- **Task**
Pull out every line of the entries below that contains the string "blurred", matching case exactly.

- **Data extract**
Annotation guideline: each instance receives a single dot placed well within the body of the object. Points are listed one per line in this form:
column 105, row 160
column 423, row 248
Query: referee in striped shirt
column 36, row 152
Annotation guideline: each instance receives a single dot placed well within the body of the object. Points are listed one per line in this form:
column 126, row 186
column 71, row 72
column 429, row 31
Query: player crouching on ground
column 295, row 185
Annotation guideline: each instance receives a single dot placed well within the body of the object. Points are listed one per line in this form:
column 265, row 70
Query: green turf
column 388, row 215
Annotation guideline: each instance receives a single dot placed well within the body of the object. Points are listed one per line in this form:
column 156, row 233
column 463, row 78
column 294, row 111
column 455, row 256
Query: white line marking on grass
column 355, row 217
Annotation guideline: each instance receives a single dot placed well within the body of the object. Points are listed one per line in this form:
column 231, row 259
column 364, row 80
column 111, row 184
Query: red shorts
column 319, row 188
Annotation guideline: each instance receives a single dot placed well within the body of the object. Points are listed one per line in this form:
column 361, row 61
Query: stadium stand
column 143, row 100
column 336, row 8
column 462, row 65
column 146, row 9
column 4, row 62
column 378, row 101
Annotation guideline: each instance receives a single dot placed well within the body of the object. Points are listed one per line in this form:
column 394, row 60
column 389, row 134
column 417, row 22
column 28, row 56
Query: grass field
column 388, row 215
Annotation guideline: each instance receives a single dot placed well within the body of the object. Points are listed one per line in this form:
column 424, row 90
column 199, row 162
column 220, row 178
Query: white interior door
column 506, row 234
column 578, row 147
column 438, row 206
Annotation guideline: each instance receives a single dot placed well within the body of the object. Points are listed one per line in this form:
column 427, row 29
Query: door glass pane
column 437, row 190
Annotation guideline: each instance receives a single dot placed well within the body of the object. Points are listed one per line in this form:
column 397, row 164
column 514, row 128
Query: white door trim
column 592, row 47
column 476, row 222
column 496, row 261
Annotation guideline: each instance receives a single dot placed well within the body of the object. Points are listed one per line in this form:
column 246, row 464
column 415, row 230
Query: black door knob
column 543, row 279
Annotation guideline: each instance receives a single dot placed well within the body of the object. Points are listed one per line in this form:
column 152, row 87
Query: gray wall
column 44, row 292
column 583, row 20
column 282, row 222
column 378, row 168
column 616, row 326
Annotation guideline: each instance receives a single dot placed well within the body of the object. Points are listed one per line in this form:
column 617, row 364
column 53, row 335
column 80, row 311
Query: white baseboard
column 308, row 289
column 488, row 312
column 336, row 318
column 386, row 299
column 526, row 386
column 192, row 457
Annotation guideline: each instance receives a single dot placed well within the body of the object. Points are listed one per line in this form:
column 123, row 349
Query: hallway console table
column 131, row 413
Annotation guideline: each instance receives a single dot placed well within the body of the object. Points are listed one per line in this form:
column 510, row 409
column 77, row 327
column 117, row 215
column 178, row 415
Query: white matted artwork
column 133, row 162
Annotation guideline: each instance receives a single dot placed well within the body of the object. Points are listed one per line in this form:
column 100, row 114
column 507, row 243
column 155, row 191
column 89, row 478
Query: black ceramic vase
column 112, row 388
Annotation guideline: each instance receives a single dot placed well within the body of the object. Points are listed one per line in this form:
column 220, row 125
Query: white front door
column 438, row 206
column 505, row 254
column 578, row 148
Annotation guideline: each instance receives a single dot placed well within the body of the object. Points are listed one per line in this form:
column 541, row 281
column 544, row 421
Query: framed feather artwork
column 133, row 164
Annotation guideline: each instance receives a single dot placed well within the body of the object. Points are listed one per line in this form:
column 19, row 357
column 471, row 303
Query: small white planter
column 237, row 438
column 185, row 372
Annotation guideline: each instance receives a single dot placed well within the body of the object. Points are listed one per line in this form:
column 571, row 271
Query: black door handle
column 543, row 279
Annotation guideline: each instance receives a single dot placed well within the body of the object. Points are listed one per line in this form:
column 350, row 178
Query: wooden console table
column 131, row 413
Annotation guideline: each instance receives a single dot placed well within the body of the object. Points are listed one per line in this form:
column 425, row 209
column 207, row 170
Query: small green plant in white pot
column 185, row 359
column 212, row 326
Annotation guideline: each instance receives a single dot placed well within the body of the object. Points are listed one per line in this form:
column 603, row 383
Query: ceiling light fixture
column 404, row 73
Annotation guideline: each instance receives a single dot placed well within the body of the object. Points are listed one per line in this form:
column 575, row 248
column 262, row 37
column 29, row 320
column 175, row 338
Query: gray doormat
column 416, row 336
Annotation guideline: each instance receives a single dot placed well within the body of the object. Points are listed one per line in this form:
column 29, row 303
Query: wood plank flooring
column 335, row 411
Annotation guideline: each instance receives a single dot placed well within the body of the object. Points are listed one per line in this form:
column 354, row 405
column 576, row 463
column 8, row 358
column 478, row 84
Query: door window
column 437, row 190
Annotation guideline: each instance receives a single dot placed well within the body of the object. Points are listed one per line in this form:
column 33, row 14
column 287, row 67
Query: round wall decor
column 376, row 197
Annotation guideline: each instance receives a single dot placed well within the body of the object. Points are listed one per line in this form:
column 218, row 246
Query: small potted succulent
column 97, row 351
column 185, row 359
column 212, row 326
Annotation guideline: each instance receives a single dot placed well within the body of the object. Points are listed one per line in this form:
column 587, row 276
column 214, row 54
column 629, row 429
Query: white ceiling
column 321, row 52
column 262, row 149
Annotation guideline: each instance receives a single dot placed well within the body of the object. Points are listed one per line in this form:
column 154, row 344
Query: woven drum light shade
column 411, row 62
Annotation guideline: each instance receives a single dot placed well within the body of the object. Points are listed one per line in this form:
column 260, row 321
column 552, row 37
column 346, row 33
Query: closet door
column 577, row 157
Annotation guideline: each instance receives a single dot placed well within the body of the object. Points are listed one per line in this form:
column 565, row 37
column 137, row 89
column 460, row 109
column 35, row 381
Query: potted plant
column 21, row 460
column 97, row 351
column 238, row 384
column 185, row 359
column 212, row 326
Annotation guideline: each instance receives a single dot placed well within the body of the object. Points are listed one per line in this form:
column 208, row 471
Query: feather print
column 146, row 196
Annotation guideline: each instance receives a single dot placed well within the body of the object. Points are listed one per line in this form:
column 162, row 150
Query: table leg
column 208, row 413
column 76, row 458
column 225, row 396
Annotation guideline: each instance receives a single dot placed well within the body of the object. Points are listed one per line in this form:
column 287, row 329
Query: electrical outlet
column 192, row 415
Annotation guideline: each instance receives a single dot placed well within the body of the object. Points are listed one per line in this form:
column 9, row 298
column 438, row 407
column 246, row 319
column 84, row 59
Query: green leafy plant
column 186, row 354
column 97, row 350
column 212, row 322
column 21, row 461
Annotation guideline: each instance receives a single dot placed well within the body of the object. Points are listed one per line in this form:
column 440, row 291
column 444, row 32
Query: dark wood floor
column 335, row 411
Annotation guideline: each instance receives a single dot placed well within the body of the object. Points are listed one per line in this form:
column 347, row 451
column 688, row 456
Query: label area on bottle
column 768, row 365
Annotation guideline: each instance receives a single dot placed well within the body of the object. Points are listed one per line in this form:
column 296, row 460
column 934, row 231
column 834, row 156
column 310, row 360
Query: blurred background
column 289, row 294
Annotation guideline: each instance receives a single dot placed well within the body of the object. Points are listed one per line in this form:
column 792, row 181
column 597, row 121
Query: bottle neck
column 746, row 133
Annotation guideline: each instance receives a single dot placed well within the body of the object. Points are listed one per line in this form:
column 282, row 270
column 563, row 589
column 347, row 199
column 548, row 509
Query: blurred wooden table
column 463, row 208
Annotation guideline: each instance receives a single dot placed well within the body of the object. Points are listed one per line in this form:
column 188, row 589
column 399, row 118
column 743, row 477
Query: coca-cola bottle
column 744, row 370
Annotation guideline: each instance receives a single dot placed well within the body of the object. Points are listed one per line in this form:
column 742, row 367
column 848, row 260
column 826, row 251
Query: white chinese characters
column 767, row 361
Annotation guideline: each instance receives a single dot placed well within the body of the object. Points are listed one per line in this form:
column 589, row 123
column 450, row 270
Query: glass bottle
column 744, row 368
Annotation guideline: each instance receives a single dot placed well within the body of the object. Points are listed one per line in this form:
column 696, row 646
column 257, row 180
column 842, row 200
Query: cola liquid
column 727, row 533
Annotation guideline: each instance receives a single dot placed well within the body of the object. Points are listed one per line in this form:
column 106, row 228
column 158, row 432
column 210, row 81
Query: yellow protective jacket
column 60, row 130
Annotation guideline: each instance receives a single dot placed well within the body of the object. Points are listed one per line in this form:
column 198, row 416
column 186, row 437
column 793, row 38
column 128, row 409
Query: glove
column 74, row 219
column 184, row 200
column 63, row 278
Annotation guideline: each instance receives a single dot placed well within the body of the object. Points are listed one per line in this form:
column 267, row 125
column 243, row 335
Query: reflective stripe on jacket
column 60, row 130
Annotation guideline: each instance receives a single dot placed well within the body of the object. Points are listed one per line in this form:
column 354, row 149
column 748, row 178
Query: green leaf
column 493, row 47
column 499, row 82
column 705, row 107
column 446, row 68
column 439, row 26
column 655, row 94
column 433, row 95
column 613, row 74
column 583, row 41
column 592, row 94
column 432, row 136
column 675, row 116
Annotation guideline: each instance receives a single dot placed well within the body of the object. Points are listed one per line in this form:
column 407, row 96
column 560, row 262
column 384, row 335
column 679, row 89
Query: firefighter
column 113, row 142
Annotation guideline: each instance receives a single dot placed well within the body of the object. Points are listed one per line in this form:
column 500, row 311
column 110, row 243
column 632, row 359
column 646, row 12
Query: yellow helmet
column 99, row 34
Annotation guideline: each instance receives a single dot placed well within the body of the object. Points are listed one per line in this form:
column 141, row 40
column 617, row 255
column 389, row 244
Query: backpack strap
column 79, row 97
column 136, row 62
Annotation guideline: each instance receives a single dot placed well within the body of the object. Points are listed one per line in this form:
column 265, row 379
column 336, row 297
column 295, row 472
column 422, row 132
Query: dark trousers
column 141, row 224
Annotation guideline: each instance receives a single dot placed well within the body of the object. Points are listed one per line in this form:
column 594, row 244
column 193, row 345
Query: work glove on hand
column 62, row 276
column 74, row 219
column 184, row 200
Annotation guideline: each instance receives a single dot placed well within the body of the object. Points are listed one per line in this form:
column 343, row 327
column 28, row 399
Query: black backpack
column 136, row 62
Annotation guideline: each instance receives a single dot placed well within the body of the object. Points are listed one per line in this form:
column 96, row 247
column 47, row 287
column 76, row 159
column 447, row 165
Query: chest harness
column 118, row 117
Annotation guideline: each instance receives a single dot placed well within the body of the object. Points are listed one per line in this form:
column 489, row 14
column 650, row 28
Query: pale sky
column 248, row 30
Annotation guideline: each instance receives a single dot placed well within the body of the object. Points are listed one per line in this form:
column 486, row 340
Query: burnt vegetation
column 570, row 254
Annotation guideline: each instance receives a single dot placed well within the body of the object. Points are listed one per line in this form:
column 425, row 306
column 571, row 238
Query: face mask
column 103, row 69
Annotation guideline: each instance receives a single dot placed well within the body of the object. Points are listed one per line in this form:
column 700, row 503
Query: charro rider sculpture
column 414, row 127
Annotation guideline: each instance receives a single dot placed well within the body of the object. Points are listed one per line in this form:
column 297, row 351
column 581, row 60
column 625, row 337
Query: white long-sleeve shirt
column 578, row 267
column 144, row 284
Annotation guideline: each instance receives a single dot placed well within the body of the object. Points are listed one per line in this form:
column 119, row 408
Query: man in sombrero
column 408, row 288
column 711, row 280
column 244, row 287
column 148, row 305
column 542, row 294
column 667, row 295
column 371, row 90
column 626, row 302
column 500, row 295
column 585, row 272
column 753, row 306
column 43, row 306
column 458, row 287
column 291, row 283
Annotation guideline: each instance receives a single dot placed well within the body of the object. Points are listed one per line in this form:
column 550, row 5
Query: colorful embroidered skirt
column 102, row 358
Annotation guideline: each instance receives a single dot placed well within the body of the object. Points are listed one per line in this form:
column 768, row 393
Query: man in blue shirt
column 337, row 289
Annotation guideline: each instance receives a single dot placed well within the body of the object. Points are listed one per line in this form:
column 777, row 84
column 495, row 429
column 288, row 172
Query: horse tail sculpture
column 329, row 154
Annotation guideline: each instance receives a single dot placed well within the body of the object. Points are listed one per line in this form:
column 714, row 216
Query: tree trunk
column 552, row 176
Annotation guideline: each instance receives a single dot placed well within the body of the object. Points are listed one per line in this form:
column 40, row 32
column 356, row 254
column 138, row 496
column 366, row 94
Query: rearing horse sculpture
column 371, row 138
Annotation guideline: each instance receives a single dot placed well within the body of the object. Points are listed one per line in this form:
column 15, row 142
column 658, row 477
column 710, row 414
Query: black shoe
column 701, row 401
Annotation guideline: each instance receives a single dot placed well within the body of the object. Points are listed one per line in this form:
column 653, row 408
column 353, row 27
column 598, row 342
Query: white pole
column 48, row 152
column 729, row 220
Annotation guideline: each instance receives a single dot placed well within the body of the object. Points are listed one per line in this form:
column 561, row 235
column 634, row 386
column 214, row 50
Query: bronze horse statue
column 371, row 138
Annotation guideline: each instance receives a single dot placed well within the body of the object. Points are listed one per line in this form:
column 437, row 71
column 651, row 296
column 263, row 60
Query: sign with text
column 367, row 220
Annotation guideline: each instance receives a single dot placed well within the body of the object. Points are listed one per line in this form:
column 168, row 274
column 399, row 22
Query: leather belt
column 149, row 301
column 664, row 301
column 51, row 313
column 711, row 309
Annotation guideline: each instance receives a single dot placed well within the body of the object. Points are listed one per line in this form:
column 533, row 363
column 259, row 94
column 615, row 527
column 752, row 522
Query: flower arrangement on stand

- **Written solution**
Query: blurred background
Query: blurred wooden table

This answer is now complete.